_Your task_
Beginning at the line containing "Can you find the blurred face", output every line to the end of the data below exactly as it appears.

Data records
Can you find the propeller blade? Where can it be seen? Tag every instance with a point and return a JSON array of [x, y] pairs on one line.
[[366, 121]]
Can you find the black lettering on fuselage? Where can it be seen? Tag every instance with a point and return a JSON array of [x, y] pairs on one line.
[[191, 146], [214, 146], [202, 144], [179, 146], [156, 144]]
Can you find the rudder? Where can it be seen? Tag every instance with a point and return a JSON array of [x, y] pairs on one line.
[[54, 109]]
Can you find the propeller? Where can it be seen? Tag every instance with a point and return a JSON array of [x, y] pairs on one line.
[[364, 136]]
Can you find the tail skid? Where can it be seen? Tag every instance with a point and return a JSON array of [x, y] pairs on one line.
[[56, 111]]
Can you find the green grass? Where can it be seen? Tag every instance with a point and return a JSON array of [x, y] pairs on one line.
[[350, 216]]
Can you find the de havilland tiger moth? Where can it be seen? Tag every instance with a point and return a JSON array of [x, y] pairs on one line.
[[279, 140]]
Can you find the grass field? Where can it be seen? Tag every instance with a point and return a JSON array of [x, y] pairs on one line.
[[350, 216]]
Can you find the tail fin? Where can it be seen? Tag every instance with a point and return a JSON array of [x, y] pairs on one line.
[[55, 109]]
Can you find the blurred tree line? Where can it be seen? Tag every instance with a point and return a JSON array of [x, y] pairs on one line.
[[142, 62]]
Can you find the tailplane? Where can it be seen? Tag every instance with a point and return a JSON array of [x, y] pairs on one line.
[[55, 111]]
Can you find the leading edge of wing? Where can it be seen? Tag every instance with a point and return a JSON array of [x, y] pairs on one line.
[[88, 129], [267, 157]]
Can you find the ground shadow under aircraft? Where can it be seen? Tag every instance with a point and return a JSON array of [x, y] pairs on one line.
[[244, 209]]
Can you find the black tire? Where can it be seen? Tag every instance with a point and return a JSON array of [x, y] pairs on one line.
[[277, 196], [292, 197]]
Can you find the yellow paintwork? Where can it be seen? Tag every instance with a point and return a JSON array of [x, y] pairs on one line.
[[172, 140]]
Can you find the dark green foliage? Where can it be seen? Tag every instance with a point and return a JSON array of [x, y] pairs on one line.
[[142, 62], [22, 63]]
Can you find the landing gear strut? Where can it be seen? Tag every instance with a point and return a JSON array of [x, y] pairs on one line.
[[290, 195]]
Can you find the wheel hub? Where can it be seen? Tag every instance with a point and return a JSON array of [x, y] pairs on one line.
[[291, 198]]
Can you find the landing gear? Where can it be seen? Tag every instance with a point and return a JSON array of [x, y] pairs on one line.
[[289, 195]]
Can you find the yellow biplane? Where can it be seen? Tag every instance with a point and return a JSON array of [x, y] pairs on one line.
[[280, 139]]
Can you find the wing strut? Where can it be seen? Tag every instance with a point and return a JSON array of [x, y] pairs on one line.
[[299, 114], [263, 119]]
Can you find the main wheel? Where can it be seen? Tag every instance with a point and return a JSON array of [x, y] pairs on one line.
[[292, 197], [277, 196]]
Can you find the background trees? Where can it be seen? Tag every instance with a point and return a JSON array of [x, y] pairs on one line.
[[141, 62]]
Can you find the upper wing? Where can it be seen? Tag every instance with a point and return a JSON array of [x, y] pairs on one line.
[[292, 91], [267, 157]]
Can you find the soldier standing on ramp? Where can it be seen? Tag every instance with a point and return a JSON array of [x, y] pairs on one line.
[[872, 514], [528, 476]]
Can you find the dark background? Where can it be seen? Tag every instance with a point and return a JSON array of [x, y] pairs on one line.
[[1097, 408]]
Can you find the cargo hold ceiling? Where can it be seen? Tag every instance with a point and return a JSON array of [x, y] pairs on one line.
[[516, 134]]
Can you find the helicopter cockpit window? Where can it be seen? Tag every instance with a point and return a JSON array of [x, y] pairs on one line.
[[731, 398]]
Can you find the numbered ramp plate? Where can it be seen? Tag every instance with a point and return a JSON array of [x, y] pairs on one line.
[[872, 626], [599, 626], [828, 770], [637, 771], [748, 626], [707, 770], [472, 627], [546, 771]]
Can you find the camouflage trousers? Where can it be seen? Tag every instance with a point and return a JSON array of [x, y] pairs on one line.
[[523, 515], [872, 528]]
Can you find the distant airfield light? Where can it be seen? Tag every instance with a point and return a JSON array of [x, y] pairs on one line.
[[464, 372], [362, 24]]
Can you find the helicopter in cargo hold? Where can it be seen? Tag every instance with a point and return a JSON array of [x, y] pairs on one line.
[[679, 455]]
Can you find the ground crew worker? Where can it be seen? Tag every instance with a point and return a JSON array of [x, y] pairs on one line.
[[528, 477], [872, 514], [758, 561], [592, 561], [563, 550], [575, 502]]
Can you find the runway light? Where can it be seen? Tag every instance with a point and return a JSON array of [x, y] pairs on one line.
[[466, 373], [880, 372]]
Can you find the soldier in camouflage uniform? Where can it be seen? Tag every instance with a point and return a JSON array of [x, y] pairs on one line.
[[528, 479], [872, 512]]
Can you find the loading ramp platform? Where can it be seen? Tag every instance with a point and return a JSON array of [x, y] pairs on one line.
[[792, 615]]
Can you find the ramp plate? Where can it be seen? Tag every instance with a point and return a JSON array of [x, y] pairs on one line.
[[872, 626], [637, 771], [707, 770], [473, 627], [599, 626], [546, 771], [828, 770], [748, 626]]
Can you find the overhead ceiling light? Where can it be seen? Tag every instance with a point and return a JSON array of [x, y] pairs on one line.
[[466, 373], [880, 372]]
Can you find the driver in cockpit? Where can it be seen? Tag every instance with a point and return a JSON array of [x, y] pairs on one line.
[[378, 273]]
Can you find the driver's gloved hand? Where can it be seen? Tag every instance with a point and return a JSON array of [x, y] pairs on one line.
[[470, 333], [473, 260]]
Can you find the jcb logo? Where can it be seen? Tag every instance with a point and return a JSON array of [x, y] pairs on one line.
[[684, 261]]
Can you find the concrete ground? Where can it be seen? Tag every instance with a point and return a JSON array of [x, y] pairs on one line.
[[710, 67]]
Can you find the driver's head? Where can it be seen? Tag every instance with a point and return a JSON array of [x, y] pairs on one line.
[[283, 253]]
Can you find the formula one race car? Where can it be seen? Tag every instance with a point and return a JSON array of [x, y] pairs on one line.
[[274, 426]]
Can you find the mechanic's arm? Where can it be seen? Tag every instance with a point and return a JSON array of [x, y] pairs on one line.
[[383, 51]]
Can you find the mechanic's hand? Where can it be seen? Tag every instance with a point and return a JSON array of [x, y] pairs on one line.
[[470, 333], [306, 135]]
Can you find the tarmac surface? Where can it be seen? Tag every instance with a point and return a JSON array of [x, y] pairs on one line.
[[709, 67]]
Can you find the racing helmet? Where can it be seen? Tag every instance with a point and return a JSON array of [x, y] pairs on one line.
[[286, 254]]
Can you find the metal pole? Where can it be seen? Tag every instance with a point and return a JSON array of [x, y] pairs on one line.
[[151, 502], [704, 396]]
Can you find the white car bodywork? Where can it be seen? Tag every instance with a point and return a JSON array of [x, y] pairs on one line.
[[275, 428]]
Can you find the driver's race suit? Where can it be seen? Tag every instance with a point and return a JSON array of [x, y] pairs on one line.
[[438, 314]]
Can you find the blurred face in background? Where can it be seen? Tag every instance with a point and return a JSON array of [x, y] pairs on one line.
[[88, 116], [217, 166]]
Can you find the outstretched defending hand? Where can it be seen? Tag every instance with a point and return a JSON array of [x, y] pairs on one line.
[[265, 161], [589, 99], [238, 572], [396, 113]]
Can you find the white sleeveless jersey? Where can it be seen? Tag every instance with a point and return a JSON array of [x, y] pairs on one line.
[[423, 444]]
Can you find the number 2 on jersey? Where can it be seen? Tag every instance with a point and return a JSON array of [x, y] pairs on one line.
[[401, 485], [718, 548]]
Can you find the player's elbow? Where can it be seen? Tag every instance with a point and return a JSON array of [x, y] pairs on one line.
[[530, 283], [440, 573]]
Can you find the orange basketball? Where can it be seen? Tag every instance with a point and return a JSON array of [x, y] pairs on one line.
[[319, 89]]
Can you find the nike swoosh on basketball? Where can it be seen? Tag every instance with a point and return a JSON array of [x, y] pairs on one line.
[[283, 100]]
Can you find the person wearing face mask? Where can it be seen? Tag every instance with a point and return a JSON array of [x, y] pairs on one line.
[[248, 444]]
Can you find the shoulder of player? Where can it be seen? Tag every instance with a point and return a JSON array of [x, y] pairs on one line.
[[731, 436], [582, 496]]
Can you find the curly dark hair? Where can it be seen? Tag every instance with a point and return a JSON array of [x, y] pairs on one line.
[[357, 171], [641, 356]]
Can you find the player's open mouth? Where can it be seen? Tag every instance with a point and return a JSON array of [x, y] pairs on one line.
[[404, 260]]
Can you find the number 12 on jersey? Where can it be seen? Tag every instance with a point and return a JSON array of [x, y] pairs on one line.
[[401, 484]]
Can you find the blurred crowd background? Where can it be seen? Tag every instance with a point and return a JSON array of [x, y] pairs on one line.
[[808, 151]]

_Written response_
Can you find the blurred face in background? Where can it be seen? Tag every instance with a point and return a JSON array of [x, y] pairs on one line.
[[88, 116], [217, 166]]
Can you find the outstretched defending hand? Where can it be seen? Tag every instance with a point and return a JSON array of [x, y] pairs on one line.
[[265, 161], [589, 99], [238, 572], [396, 113]]
Can you find the white sleeveless jersey? Where can it be seen? Tag every instance with a point and return a JSON array of [x, y] pairs on one line.
[[423, 444]]
Can you find the number 2 on jersey? Where can it be seen? Tag every instance with a point and return a JSON array of [x, y] pairs on one line.
[[401, 485], [718, 548]]
Can you find the player's elbow? Where can it be seen? Tag every instance with a point and return a JSON array of [x, y] pairs on one line.
[[530, 283], [440, 573]]
Can you find the orange basketball? Where can it be seen? Tag every instance with a point and return a JSON array of [x, y] pairs on one line.
[[319, 89]]
Can you find the nike swoosh on basketball? Where can it be seen? Tag every instance with a point and return a JSON array of [x, y] pairs on one line.
[[283, 100]]
Can you find the person wearing face mask? Where can it be seen? Tag every instance with a point and return a JSON array of [x, y] pairs on one line.
[[248, 444]]
Can you find the shoulder of player? Where can it be seen? Tag every instance with a point and return a JSON array of [x, y] pairs on one line.
[[731, 436], [582, 496]]
Can you find the curly dark hair? Where can it be seen? Tag every instance with a point and return a JSON array of [x, y] pairs on one line.
[[357, 171], [641, 356]]
Can you find the player's open mouth? Where can it be seen? Tag every instance with a point and return a JSON array of [x, y] pairs on one line.
[[404, 260]]
Can you find the number 12 on jersey? Where can it be seen? Tag every instance with a point and return a JSON array of [x, y] pairs on one line.
[[401, 484]]
Can you find the blurred crowd background? Where can it be seen? Tag every instance with a point and return a JSON array of [x, y] pairs on one line.
[[808, 151]]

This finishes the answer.